→ SET EXERCISE A: Retype the rows exactly, from the start of the rows through the line that contains "xmin=231 ymin=190 xmax=282 ymax=222", including both ends, and leave the pictures out of your answer.

━━ TEXT EXTRACT

Shocked, I started to research this history and learned that, without tax-funded school vouchers, this kind of “massive resistance” to Brown v. Board of Education would have collapsed. I also discovered that the University of Chicago libertarian economist Milton Friedman had issued his first manifesto calling for such vouchers to break up the “government monopoly” of education in 1955, the year after the Brown decision, in full knowledge of how it would aid segregationists. I also learned of a subsequent 1959 report, as this Prince Edward County plan to close the schools that fall pended, by two other economists, both trained at the University of Chicago: James McGill Buchanan and G. Warren Nutter. Their report aimed to undercut a movement of moderate whites—led by mothers and liberal clergy—who were trying to save Virginia’s public education system from segregationists. How did the economists fight? By making a case that moderates had the math wrong: that if the state sold off its facilities to private operators, it could break up the “government monopoly” in schooling and provide better education at less cost. The economists’ report, in effect, called for privatizing the South’s schools, before that verb even existed. And they did so in the full knowledge that the schools thus funded would be white segregation academies because those were the only private schools in question. Black parents and their organizations opposed the vouchers to a person, seeing them for what they were: a tool to perpetuate racial injustice.

━━━━

→ SET EXERCISE B: Decide whether each statement below agrees with the text on school vouchers and segregation, answering yes or no and quoting the words from that text that settle it. (i) Milton Friedman issued his first manifesto calling for vouchers in 1955. (ii) The 1959 report was written by three economists. (iii) Black parents were divided in their views on the vouchers.

━━ RECORDS TO PROCESS

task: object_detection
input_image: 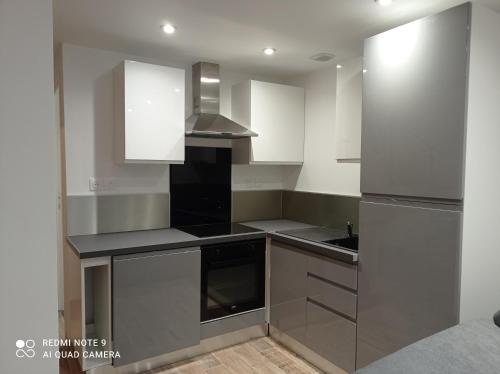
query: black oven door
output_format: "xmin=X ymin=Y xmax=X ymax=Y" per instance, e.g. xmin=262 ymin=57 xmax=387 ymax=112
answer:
xmin=201 ymin=239 xmax=266 ymax=322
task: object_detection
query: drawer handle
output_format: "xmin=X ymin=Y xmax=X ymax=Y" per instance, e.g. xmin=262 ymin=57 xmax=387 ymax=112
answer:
xmin=307 ymin=297 xmax=356 ymax=323
xmin=307 ymin=272 xmax=358 ymax=295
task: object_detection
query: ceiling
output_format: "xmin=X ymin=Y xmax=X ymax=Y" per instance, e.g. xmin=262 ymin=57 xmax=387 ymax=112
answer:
xmin=54 ymin=0 xmax=500 ymax=76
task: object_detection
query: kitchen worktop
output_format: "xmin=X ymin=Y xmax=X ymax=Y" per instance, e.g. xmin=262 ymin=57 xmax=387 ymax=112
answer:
xmin=242 ymin=219 xmax=315 ymax=233
xmin=67 ymin=228 xmax=266 ymax=259
xmin=67 ymin=219 xmax=358 ymax=263
xmin=243 ymin=219 xmax=358 ymax=264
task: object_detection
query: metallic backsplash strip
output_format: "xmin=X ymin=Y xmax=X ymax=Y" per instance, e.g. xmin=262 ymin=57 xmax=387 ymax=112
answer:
xmin=283 ymin=191 xmax=361 ymax=232
xmin=67 ymin=193 xmax=170 ymax=235
xmin=67 ymin=190 xmax=360 ymax=235
xmin=231 ymin=190 xmax=282 ymax=222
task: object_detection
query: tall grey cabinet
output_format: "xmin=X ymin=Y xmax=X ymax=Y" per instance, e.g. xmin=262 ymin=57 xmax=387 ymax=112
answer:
xmin=356 ymin=3 xmax=500 ymax=368
xmin=113 ymin=248 xmax=201 ymax=366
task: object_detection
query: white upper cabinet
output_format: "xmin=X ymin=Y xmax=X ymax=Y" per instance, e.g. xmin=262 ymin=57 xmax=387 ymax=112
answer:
xmin=335 ymin=57 xmax=363 ymax=160
xmin=231 ymin=80 xmax=304 ymax=165
xmin=115 ymin=60 xmax=185 ymax=163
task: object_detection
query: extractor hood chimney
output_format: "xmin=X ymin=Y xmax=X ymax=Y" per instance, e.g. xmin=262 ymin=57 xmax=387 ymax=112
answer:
xmin=186 ymin=62 xmax=257 ymax=139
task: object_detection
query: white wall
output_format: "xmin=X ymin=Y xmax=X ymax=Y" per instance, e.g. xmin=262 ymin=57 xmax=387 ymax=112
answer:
xmin=62 ymin=44 xmax=283 ymax=195
xmin=0 ymin=0 xmax=58 ymax=374
xmin=460 ymin=4 xmax=500 ymax=321
xmin=284 ymin=66 xmax=360 ymax=196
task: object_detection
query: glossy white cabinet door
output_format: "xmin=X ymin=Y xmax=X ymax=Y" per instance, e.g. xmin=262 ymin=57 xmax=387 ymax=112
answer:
xmin=115 ymin=60 xmax=185 ymax=163
xmin=232 ymin=81 xmax=304 ymax=165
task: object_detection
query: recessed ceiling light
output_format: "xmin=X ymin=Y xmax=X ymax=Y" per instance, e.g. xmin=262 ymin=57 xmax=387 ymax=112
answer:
xmin=263 ymin=47 xmax=276 ymax=56
xmin=375 ymin=0 xmax=392 ymax=6
xmin=162 ymin=23 xmax=175 ymax=34
xmin=309 ymin=52 xmax=335 ymax=62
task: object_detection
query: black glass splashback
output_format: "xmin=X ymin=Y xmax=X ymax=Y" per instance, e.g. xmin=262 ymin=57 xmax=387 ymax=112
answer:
xmin=170 ymin=147 xmax=231 ymax=227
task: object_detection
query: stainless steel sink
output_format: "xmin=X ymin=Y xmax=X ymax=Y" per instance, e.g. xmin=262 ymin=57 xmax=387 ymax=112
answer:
xmin=323 ymin=236 xmax=359 ymax=252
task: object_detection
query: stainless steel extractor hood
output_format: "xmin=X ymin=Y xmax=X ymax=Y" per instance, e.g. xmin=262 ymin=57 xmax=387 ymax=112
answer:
xmin=186 ymin=62 xmax=257 ymax=139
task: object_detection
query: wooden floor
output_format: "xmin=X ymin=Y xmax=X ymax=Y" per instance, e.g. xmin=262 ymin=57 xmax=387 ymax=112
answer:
xmin=144 ymin=338 xmax=321 ymax=374
xmin=59 ymin=315 xmax=322 ymax=374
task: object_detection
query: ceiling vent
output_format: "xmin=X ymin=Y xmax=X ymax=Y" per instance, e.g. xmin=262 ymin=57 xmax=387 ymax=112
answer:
xmin=309 ymin=52 xmax=335 ymax=62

━━━━

→ FINISHED ANSWER A:
task: object_detection
input_image: 
query: black oven door
output_format: "xmin=X ymin=Y xmax=X ymax=Y" per instance, e.g. xmin=262 ymin=57 xmax=387 ymax=112
answer:
xmin=201 ymin=239 xmax=266 ymax=322
task: object_detection
query: drawer handle
output_format: "xmin=X ymin=Y xmax=X ymax=Y" per instance, e.g. xmin=262 ymin=57 xmax=387 ymax=112
answer:
xmin=307 ymin=297 xmax=356 ymax=323
xmin=307 ymin=272 xmax=358 ymax=295
task: object_detection
query: ceiling
output_format: "xmin=X ymin=Y xmax=X ymax=Y" per instance, e.g. xmin=262 ymin=57 xmax=387 ymax=112
answer:
xmin=54 ymin=0 xmax=500 ymax=76
task: object_detection
query: kitchen worktop
output_format: "xmin=X ymin=Y xmax=X ymax=Y" per instance, e.g. xmin=262 ymin=57 xmax=387 ymax=112
answer:
xmin=242 ymin=219 xmax=315 ymax=233
xmin=67 ymin=228 xmax=266 ymax=259
xmin=67 ymin=219 xmax=358 ymax=263
xmin=243 ymin=219 xmax=358 ymax=264
task: object_detection
query: metallic backsplash strip
output_format: "xmin=X ymin=Y xmax=X ymax=Y" per instance, e.g. xmin=262 ymin=57 xmax=387 ymax=112
answer:
xmin=283 ymin=191 xmax=361 ymax=232
xmin=67 ymin=193 xmax=170 ymax=235
xmin=67 ymin=190 xmax=360 ymax=235
xmin=231 ymin=190 xmax=282 ymax=222

→ FINISHED ANSWER B:
(i) Yes: "Milton Friedman had issued his first manifesto calling for such vouchers to break up the “government monopoly” of education in 1955"
(ii) No: "by two other economists, both trained at the University of Chicago: James McGill Buchanan and G. Warren Nutter"
(iii) No: "Black parents and their organizations opposed the vouchers to a person"